[BEGIN]
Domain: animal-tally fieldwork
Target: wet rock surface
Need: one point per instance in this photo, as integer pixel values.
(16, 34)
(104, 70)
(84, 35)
[END]
■ Problem ■
Print all of the material above line for line, with no changes to any character.

■ Complete answer ■
Domain: animal-tally fieldwork
Target: wet rock surface
Need: one point per instance in this photo, as integer pixel values.
(16, 34)
(104, 70)
(84, 35)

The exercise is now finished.